• _DATASET EXCERPTS_
========================================

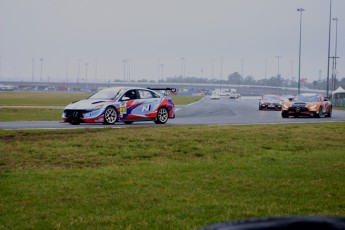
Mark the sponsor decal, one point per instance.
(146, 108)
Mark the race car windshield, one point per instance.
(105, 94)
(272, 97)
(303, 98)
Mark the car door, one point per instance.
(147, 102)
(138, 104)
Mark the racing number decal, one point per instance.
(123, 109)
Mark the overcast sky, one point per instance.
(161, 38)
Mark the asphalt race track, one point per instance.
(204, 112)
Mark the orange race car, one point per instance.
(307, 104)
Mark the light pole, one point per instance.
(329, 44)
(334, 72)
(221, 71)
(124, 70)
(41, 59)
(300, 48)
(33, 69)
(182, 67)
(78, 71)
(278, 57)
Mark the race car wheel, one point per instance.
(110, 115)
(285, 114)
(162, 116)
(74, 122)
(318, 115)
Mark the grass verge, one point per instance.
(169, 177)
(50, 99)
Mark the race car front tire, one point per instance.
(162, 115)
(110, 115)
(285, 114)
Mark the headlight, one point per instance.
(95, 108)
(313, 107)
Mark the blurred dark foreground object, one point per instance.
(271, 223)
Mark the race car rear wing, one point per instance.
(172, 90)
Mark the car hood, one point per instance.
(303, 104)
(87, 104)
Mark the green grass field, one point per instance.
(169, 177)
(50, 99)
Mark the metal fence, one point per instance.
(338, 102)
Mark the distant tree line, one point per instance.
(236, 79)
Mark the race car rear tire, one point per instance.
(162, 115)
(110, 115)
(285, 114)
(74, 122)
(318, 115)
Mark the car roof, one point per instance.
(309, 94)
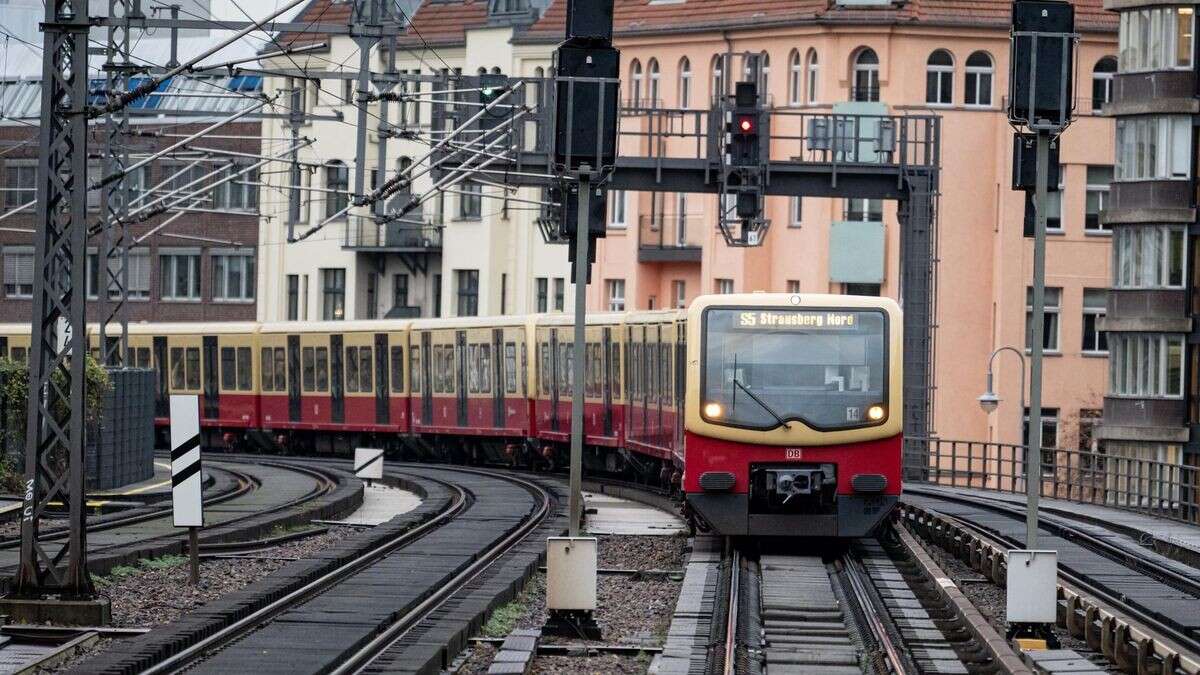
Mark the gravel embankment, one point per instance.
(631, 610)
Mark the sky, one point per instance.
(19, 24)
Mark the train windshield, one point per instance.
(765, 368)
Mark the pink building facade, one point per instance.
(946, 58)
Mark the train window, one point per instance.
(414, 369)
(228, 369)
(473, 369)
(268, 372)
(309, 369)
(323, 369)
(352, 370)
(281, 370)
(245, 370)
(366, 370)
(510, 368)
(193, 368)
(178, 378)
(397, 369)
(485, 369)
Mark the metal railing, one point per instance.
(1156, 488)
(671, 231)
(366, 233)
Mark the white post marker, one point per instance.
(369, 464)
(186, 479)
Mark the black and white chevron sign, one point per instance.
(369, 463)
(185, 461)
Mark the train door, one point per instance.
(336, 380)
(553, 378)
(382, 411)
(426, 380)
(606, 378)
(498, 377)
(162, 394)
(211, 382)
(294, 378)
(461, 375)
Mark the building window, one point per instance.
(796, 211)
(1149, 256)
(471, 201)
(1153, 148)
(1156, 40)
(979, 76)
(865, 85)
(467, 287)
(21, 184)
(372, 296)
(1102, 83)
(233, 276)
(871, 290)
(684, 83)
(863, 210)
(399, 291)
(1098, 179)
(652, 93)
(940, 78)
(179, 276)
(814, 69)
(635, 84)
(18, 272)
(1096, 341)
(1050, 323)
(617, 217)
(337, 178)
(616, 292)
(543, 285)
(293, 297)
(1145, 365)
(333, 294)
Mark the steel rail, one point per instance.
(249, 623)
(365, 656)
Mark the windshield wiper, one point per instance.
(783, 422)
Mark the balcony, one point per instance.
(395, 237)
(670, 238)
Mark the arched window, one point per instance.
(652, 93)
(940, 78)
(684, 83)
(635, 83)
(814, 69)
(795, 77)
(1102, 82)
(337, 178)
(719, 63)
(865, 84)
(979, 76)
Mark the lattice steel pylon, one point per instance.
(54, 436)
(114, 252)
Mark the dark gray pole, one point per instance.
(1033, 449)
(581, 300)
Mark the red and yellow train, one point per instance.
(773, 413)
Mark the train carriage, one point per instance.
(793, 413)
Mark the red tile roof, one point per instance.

========================================

• _WHAT YOU WILL DO_
Arrange the lines above as a numbered list, skipping any blank lines. Leave the pictures out of your answer.

• _EXERCISE RESPONSE_
1. Mark the sponsor decal, one point per instance.
2. (146, 108)
3. Mark the race car windshield, one point per instance.
4. (105, 94)
5. (272, 97)
6. (303, 98)
7. Mark the car door, one point per instance.
8. (147, 102)
9. (138, 104)
10. Mark the racing number decal, one point per instance.
11. (123, 109)
12. Mark the overcast sky, one point per instance.
13. (161, 38)
14. Mark the asphalt race track, one point per instance.
15. (204, 112)
16. Mark the orange race car, one point per instance.
17. (307, 104)
18. Mark the light pole, one point per instance.
19. (329, 44)
20. (334, 72)
21. (221, 71)
22. (124, 70)
23. (41, 59)
24. (300, 48)
25. (33, 69)
26. (182, 67)
27. (78, 71)
28. (278, 57)
29. Mark the race car wheel, one point per instance.
30. (110, 115)
31. (285, 114)
32. (162, 116)
33. (74, 122)
34. (318, 115)
35. Mark the grass verge, one point per instance.
36. (169, 177)
37. (50, 99)
38. Mark the race car front tire, one point per instance.
39. (162, 115)
40. (110, 115)
41. (285, 114)
42. Mark the headlight, one point per instance.
43. (95, 108)
44. (313, 107)
45. Mark the blurred dark foreground object, one point per instance.
46. (271, 223)
47. Mark the race car rear wing, one point per instance.
48. (172, 90)
49. Mark the car hood, one point per instance.
50. (303, 104)
51. (87, 104)
52. Mark the green grass field, one point per instance.
53. (169, 177)
54. (50, 99)
55. Mark the metal fence, one point per instance.
56. (338, 102)
57. Mark the distant tree line, one point per instance.
58. (236, 79)
59. Mark the race car rear tire, one point per instance.
60. (162, 115)
61. (110, 115)
62. (285, 114)
63. (74, 122)
64. (318, 115)
65. Mark the car roof, one point per instance.
66. (309, 94)
67. Mark the gravel embankment, one point per instance.
68. (631, 610)
69. Mark the sky, one point per instance.
70. (19, 24)
71. Mark the train windshield, one point per instance.
72. (765, 368)
73. Mark the pink building facade, one point per instance.
74. (946, 58)
75. Mark the train window, one point per instance.
76. (414, 369)
77. (228, 369)
78. (473, 369)
79. (268, 372)
80. (309, 369)
81. (323, 369)
82. (352, 370)
83. (281, 370)
84. (245, 370)
85. (366, 370)
86. (510, 368)
87. (193, 368)
88. (178, 378)
89. (397, 369)
90. (485, 369)
91. Mark the metal railing, one point per instance.
92. (1156, 488)
93. (671, 231)
94. (366, 233)
95. Mark the white post marker, one point per instance.
96. (369, 464)
97. (186, 479)
98. Mark the black and white chevron sign, one point per instance.
99. (369, 463)
100. (185, 461)
101. Mark the train door, one point per instance.
102. (336, 380)
103. (553, 378)
104. (382, 411)
105. (426, 380)
106. (606, 378)
107. (498, 377)
108. (162, 394)
109. (211, 382)
110. (294, 378)
111. (461, 375)
112. Mark the building window, one point per instance.
113. (796, 211)
114. (1149, 256)
115. (471, 201)
116. (1153, 148)
117. (1156, 40)
118. (979, 76)
119. (865, 85)
120. (467, 287)
121. (21, 184)
122. (372, 296)
123. (1102, 83)
124. (233, 276)
125. (871, 290)
126. (684, 83)
127. (863, 210)
128. (399, 291)
129. (1098, 179)
130. (652, 93)
131. (940, 78)
132. (179, 276)
133. (814, 69)
134. (635, 84)
135. (18, 272)
136. (1096, 341)
137. (1050, 323)
138. (617, 217)
139. (337, 178)
140. (616, 292)
141. (543, 285)
142. (293, 297)
143. (1145, 365)
144. (333, 294)
145. Mark the steel rail, one point per instance.
146. (249, 623)
147. (365, 656)
148. Mark the windshield wiper, one point per instance.
149. (783, 422)
150. Mark the balcony, one point per instance.
151. (395, 237)
152. (670, 238)
153. Mark the arched window, one point per instance.
154. (652, 93)
155. (940, 78)
156. (684, 83)
157. (635, 83)
158. (814, 69)
159. (795, 77)
160. (1102, 82)
161. (337, 178)
162. (719, 63)
163. (865, 84)
164. (979, 76)
165. Mark the lattice steel pylon, one point per instance.
166. (54, 436)
167. (114, 252)
168. Mark the dark gray pole, one point per instance.
169. (1033, 449)
170. (581, 300)
171. Mark the red and yellow train, one point per instance.
172. (773, 413)
173. Mark the train carriage, one point per instance.
174. (793, 413)
175. Mark the red tile roof, one point per instance.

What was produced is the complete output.